[SOURCE DOCUMENT]
-*-*-
It’s been a while since I’ve written any advance C/C++ code, so I though this would be a nice challenge. I wanted a multiple domain DNS server running on my ESP32. There are lots of examples of single domain DNS resolution and multicast DNS. In fact, both of these are packages that can be easily imported, just include .h file and implement the required methods. The problem was single domain DNS didn’t work quiet well for my situation, I wanted multiple domains resolution. The ESPmDNS package seems to append “.local” at the end of any domain name and this made it very restrictive in terms of which domain names I could use.
My scenario is, I have 2 websites hosted in IIS on my new laptops and 1 website hosted in IIS on my old laptop and I wanted to browse to all 3 sites using my mobile phone. The solution I was looking for was my ESP32 to behave like a DHCP / DNS server. When my laptops and my mobile phone are connected to it, I should be able to browse to all 3 sites without having to do any additional domain to IP mapping. I also wanted it to be configurable, so my ESP32 could be updated with new domains and IPs without having to recompile the code every time. Eventually, I would like my Arduino Uno and additional ESP32s to connect to this DHCP / DNS ESP32 and access the .netCore WebAPIs running in my home network.
For this we need our ESP32 to take on 3 server roles: an Access Point / DHCP server, a web server and DNS server. Let’s look a little more into each role.
-*-*-
[GIVEN ENTRIES]
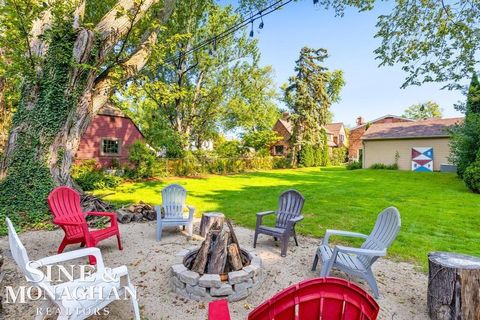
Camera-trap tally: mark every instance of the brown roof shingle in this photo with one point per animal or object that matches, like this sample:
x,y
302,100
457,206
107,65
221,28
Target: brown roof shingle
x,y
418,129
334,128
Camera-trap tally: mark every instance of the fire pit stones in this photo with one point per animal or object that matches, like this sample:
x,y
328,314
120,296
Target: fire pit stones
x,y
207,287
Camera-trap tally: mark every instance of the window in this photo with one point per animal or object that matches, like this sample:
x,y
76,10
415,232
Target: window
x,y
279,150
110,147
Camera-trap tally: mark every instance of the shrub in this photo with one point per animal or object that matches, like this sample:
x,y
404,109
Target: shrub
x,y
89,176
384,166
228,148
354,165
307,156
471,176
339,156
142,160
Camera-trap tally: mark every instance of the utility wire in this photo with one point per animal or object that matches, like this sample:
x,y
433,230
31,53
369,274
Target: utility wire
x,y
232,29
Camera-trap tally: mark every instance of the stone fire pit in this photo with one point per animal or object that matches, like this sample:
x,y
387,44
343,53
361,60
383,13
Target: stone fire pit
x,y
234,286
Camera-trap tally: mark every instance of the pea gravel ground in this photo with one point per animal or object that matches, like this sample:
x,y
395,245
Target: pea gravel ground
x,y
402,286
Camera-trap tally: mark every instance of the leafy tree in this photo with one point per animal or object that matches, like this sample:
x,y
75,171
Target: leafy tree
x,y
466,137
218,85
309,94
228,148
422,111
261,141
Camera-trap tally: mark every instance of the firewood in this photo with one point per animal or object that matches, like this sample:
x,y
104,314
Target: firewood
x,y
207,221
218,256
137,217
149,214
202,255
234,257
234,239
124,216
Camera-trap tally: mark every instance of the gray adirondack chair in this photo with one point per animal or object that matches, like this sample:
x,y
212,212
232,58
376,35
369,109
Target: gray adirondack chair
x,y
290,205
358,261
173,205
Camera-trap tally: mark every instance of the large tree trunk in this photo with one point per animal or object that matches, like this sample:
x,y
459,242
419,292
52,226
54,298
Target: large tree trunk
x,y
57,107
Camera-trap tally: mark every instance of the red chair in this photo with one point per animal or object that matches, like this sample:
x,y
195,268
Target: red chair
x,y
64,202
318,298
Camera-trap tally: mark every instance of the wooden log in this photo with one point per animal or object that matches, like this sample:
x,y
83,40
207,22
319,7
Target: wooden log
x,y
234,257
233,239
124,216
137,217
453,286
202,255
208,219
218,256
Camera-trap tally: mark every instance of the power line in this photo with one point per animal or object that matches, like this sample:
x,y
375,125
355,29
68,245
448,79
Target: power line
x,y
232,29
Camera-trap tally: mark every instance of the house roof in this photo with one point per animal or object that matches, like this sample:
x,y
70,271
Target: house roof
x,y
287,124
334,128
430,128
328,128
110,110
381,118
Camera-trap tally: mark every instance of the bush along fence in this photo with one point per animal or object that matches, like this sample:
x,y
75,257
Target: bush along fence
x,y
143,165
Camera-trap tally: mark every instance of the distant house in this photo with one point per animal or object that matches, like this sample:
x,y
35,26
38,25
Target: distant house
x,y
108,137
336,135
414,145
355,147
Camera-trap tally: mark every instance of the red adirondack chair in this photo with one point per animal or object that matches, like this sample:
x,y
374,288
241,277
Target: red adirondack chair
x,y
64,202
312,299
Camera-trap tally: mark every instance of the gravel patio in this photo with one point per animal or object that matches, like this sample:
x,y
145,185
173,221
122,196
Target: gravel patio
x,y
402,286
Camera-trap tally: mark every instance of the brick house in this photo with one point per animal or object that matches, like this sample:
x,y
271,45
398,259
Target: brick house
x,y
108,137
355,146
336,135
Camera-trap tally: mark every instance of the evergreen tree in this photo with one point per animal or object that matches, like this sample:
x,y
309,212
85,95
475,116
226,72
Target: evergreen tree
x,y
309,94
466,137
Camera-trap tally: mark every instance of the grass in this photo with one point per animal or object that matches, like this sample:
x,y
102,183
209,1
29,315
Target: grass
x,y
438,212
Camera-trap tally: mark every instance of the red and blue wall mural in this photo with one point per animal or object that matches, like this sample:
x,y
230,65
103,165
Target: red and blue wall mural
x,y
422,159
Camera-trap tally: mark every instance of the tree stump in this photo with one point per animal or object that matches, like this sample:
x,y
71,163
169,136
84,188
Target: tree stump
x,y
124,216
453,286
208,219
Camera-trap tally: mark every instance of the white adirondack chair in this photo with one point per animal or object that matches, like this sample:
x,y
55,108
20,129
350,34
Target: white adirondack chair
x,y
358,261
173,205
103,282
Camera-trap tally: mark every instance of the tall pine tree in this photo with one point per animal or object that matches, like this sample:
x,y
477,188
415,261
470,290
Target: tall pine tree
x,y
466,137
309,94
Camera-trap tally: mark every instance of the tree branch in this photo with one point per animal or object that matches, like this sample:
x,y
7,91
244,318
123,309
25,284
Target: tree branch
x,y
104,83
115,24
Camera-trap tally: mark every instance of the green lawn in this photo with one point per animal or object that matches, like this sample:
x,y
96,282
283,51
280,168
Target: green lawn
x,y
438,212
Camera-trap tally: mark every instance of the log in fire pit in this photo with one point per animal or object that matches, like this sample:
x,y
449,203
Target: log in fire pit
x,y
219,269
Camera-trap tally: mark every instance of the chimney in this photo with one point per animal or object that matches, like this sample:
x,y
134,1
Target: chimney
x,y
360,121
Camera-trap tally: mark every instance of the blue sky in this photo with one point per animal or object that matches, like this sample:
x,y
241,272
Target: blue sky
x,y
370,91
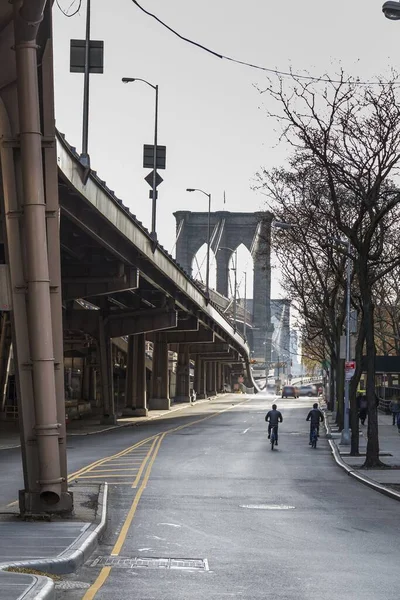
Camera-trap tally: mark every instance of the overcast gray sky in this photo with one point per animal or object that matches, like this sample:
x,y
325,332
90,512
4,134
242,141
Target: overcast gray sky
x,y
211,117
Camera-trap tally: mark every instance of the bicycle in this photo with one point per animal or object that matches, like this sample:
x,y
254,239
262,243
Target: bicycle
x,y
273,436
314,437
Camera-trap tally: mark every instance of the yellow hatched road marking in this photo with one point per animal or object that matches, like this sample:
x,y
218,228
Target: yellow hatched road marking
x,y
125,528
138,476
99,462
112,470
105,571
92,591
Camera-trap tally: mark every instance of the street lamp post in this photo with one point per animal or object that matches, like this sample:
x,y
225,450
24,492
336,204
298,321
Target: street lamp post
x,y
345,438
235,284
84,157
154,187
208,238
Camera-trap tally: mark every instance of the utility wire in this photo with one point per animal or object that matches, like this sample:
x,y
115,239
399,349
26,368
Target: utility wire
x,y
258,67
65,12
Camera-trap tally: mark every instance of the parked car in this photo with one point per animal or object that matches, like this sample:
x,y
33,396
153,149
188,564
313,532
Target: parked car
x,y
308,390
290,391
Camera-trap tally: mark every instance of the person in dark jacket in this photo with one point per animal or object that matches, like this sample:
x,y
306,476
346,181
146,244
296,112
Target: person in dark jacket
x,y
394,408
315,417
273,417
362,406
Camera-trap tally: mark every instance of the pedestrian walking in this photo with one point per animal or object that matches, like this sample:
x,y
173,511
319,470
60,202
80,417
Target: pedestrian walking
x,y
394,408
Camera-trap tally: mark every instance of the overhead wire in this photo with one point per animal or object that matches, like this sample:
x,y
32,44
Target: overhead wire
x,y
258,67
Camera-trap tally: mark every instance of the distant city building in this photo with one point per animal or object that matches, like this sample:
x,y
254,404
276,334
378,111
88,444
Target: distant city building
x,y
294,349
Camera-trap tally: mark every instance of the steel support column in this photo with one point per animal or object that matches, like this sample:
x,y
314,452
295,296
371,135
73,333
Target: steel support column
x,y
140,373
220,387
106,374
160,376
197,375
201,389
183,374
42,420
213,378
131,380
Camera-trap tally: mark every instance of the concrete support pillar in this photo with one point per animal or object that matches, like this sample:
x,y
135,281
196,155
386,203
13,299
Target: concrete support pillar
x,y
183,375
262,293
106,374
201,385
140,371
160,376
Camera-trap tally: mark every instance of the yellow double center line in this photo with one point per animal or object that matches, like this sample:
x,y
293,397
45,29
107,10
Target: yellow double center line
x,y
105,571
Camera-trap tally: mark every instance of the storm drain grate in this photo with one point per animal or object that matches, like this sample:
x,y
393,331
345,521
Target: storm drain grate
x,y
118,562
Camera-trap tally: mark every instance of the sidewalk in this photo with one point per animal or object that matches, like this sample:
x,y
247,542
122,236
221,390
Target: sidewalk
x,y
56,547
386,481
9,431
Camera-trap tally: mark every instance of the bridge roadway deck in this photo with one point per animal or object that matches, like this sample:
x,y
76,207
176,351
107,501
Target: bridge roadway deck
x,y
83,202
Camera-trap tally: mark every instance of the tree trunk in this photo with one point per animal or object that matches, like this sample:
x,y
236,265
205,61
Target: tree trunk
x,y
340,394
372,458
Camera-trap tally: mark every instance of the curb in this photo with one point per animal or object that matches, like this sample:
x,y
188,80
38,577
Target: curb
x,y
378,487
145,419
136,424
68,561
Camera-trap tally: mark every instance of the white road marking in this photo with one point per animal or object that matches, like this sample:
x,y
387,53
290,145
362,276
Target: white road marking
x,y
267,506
-*-*-
[COMPLETE THE FOLLOWING]
**1)** Answer these from the ESP32 DNS post, please:
(a) What does the ESPmDNS package add to the end of any domain name?
(b) How many websites are hosted in IIS on the old laptop?
(c) What three server roles does the ESP32 need to take on?
**2)** Reproduce verbatim the stretch of the ESP32 DNS post from "For this we" through "into each role.".
The lines play no part in what you need to do.

[SOLUTION LIST]
**1)**
(a) ".local"
(b) One
(c) An Access Point / DHCP server, a web server and a DNS server

**2)**
For this we need our ESP32 to take on 3 server roles: an Access Point / DHCP server, a web server and DNS server. Let’s look a little more into each role.